Document text ▸

**********

Btrfs: superblock duplication

This patch implements superblock duplication. Superblocks
are stored at offset 16K, 64M and 256G on every devices.
Spaces used by superblocks are preserved by the allocator,
which uses a reverse mapping function to find the logical
addresses that correspond to superblocks. Thank you,

Signed-off-by: Yan Zheng <zheng.yan@oracle.com>

diff --git a/fs/btrfs/disk-io.c b/fs/btrfs/disk-io.c
index 61dc3b2..c72f4f3 100644
--- a/fs/btrfs/disk-io.c
+++ b/fs/btrfs/disk-io.c
@@ -1595,8 +1595,7 @@
 		     fs_info, BTRFS_ROOT_TREE_OBJECTID);
 
 
-	bh = __bread(fs_devices->latest_bdev,
-		     BTRFS_SUPER_INFO_OFFSET / 4096, 4096);
+	bh = btrfs_read_dev_super(fs_devices->latest_bdev);
 	if (!bh)
 		goto fail_iput;
 
@@ -1710,7 +1709,7 @@
 	}
 
 	mutex_lock(&fs_info->chunk_mutex);
-	ret = btrfs_read_sys_array(tree_root);
+	ret = btrfs_read_sys_array(tree_root, btrfs_super_bytenr(disk_super));
 	mutex_unlock(&fs_info->chunk_mutex);
 	if (ret) {
 		printk("btrfs: failed to read the system array on %s\n",
@@ -1905,19 +1904,147 @@
 	put_bh(bh);
 }
 
-static int write_all_supers(struct btrfs_root *root)

**********

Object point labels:
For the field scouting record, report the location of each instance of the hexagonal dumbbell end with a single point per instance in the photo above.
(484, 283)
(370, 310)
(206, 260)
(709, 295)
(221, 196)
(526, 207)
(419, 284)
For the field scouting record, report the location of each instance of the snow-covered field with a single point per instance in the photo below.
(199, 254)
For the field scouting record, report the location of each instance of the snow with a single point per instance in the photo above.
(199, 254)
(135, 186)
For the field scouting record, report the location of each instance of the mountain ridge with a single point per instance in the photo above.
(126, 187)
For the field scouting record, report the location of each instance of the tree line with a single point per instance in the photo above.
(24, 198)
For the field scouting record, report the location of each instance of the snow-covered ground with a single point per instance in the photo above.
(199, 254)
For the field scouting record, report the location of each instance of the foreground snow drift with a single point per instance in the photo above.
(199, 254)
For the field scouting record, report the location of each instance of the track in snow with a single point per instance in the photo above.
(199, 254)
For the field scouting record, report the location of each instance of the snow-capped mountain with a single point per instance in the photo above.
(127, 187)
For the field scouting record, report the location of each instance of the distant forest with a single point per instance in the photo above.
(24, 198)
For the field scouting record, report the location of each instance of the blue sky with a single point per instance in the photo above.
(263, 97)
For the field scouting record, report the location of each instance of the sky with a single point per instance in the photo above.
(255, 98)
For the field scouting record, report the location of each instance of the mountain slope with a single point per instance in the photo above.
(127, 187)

**********

Written instruction 1 ▸
According to the Btrfs patch text above the records, at which offsets are superblocks stored on each device?
Written instruction 2 ▸
Update the Btrfs patch text between "mutex_lock(&fs_info->chunk_mutex);" and "write_all_supers(struct btrfs_root *root)", inclusive, changing "chunk_mutex" to "sys_array_mutex".

Result 1 ▸
At 16K, 64M and 256G.

Result 2 ▸
mutex_lock(&fs_info->sys_array_mutex);
-	ret = btrfs_read_sys_array(tree_root);
+	ret = btrfs_read_sys_array(tree_root, btrfs_super_bytenr(disk_super));
 	mutex_unlock(&fs_info->sys_array_mutex);
 	if (ret) {
 		printk("btrfs: failed to read the system array on %s\n",
@@ -1905,19 +1904,147 @@
 	put_bh(bh);
 }
 
-static int write_all_supers(struct btrfs_root *root)